En appelant le gouvernement fédéral à accorder une clause grand-père pour prolonger les permis de travail, le ministre Jean-François Roberge tente de gagner du temps. Mais cette demande survient après une décision unilatérale du Québec : la fermeture brutale du Programme de l’expérience québécoise, pourtant présenté pendant des années comme une voie privilégiée vers la résidence permanente.


Dans un communiqué diffusé le 19 décembre, le ministre de l’Immigration affirme vouloir « rassurer » les travailleurs étrangers temporaires, en particulier à l’extérieur de Montréal et de Laval. Pour y parvenir, Québec réclame à Ottawa une clause grand-père permettant le renouvellement des permis de travail arrivant à échéance.
Jean-François Roberge insiste sur un point : le PEQ n’a jamais été un programme délivrant des permis de travail. Une précision juridiquement exacte, mais qui déplace le débat. Car la question posée depuis l’abolition du PEQ n’est pas celle des permis, mais bien celle de la promesse politique faite par le Québec lui-même.
Pendant des années, le gouvernement québécois est allé recruter à l’étranger — notamment en France — des infirmières, éducatrices, travailleurs spécialisés et diplômés francophones, en leur présentant le PEQ comme une voie claire, stable et lisible vers la résidence permanente. Cette voie a été fermée unilatéralement, sans clause de transition pour celles et ceux qui remplissaient les critères mais n’avaient pas encore déposé leur demande.
Du français à Ottawa : un déplacement du problème
Mardi encore, le premier ministre François Legault justifiait l’abolition du PEQ au nom d’un impératif central : renforcer le français et mieux contrôler l’immigration permanente. Le message était assumé. Selon le gouvernement, le PEQ ne permettait plus d’atteindre ces objectifs et devait être remplacé par un programme jugé plus rigoureux et mieux aligné sur les priorités linguistiques et régionales du Québec.

_Données extraites d'une collection:_
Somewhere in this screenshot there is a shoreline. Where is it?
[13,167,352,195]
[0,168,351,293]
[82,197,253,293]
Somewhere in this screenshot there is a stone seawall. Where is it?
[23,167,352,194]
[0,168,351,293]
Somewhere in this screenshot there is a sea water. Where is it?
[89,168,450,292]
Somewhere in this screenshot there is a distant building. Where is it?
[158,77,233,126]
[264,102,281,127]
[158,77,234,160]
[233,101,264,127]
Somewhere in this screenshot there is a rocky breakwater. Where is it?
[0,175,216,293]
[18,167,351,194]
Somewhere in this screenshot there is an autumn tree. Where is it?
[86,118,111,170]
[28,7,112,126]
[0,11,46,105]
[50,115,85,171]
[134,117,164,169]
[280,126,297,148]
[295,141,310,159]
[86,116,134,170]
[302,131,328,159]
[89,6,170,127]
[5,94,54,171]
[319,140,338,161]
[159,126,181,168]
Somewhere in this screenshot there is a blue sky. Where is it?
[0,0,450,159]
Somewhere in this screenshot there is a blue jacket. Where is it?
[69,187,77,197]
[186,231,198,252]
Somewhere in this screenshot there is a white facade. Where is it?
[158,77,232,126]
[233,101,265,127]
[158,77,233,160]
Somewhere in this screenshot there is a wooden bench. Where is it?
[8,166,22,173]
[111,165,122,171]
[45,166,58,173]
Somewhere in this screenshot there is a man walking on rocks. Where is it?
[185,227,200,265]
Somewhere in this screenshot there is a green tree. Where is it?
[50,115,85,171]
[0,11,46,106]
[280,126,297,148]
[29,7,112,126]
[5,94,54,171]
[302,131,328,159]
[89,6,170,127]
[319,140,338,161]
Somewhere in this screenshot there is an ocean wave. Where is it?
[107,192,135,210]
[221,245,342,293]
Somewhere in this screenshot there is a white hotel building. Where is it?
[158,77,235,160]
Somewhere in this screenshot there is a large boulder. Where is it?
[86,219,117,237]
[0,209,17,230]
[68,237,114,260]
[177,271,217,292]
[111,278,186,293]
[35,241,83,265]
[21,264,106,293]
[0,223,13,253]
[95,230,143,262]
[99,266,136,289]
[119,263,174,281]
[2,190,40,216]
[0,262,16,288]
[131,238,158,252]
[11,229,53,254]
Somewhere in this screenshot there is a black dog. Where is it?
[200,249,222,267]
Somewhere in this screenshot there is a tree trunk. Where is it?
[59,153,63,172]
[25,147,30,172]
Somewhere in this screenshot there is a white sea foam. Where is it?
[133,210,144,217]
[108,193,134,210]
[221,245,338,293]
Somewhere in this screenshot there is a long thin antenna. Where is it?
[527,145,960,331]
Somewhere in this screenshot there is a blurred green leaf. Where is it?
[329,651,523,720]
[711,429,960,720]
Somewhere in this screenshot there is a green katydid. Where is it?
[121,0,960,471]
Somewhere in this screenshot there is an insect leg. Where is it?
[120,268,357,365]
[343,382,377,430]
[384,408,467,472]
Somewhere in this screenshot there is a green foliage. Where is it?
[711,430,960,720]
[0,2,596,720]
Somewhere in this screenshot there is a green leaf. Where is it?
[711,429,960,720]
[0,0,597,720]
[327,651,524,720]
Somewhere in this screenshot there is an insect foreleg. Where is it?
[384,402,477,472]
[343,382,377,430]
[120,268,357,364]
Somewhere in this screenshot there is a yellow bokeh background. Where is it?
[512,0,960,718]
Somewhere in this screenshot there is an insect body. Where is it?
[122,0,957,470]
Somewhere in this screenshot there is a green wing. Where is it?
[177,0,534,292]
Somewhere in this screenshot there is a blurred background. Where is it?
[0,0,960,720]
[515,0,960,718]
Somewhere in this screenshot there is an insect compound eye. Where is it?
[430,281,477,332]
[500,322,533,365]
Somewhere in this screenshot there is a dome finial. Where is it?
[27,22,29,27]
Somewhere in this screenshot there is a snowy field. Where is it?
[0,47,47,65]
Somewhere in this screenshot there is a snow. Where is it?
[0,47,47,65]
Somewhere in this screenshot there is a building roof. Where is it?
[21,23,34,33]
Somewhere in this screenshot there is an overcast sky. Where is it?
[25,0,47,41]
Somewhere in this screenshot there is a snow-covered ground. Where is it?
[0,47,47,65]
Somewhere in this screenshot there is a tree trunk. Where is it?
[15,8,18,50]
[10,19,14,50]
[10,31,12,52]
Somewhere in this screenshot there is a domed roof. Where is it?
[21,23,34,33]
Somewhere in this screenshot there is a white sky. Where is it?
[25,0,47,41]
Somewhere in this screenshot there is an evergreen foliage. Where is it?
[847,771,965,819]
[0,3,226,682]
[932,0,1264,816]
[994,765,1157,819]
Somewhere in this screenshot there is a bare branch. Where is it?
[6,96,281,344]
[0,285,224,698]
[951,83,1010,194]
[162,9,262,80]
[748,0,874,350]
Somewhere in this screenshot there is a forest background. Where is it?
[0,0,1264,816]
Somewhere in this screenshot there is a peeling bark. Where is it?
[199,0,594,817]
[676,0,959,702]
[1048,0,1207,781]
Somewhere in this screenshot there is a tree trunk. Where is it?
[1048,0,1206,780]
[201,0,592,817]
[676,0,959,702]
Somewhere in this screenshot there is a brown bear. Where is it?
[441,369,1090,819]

_Exercices à réaliser:_
(A) Résumez en deux phrases le texte sur l'abolition du PEQ.
(B) Réécrivez le passage du texte sur l'abolition du PEQ allant de "Jean-François Roberge insiste" jusqu'à "le Québec lui-même." inclus, en remplaçant "PEQ" par "Programme de l'expérience québécoise".
(C) Poursuivez le texte sur l'abolition du PEQ à partir de l'endroit où il s'arrête.

_En réponse:_
(A) Le ministre Jean-François Roberge demande à Ottawa une clause grand-père pour renouveler les permis de travail arrivant à échéance, après que le Québec a fermé unilatéralement le Programme de l'expérience québécoise, longtemps présenté comme une voie privilégiée vers la résidence permanente. Le gouvernement québécois, qui avait recruté à l'étranger en présentant le PEQ comme une voie claire vers la résidence permanente, justifie son abolition par la volonté de renforcer le français et de mieux contrôler l'immigration permanente.

(B)
Jean-François Roberge insiste sur un point : le Programme de l'expérience québécoise n’a jamais été un programme délivrant des permis de travail. Une précision juridiquement exacte, mais qui déplace le débat. Car la question posée depuis l’abolition du Programme de l'expérience québécoise n’est pas celle des permis, mais bien celle de la promesse politique faite par le Québec lui-même.

(C)
PEQ : François Legault ferme la porte à toute clause grand-père
Trois jours plus tard, le ton change. Dans son communiqué du 19 décembre, Jean-François Roberge met moins l’accent sur l’enjeu linguistique et désigne désormais les mesures restrictives du gouvernement fédéral comme la principale source de l’incertitude vécue par les travailleurs étrangers temporaires. Le problème ne serait plus la philosophie du PEQ, mais le refus d’Ottawa de renouveler les permis de travail.
Ce glissement de discours interroge. Car si, mardi, la situation était présentée comme la conséquence nécessaire d’un resserrement des règles au nom du français, elle devient aujourd’hui le résultat d’un blocage fédéral. Entre les deux, une réalité demeure inchangée : ce sont les mêmes travailleurs, francophones et recrutés par le Québec, qui se retrouvent pris entre deux niveaux de gouvernement — et entre deux récits politiques.
Donner du temps… après avoir changé les règles
Aujourd’hui, Québec affirme vouloir « donner du temps » pour permettre l’analyse des dossiers dans le cadre du nouveau Programme de sélection des travailleurs qualifiés (PSTQ). Le ministre annonce des rondes d’invitations mensuelles dès 2026, avec une priorité accordée aux personnes déjà en emploi, parlant français et résidant hors Montréal et Laval.
Mais cette logique se heurte à une contradiction centrale : sans renouvellement des permis par Ottawa, ces mêmes travailleurs risquent de quitter le territoire avant même de pouvoir être sélectionnés. Autrement dit, le Québec pourrait perdre ceux qu’il dit vouloir retenir.
En réclamant une clause grand-père fédérale, le gouvernement québécois demande donc à Ottawa de compenser, dans l’urgence, les effets d’une décision qu’il a prise seul : l’abolition du PEQ sans mécanisme de transition équivalent.
Une confiance qui ne se décrète pas
À force de rappeler que le PEQ ne délivrait pas de permis de travail, le gouvernement évite la question essentielle : ce programme incarnait une promesse politique. Celle d’un parcours clair vers la résidence permanente pour des travailleurs que le Québec est allé chercher à l’étranger afin de répondre à ses propres pénuries de main-d’œuvre.
En demandant aujourd’hui à Ottawa de « donner du temps », Québec reconnaît implicitement que la fermeture brutale du PEQ a créé une zone de vulnérabilité. Mais le temps ne répare pas tout. Il ne restaure ni la confiance rompue, ni le sentiment d’avoir été utilisés puis écartés lorsque les règles ont changé.
La réussite du PSTQ ne se mesurera pas uniquement au nombre d’invitations envoyées ou à la prévisibilité des rondes mensuelles. Elle se jugera à une question simple, mais implacable : le Québec saura-t-il encore convaincre des travailleurs étrangers de croire à sa parole ?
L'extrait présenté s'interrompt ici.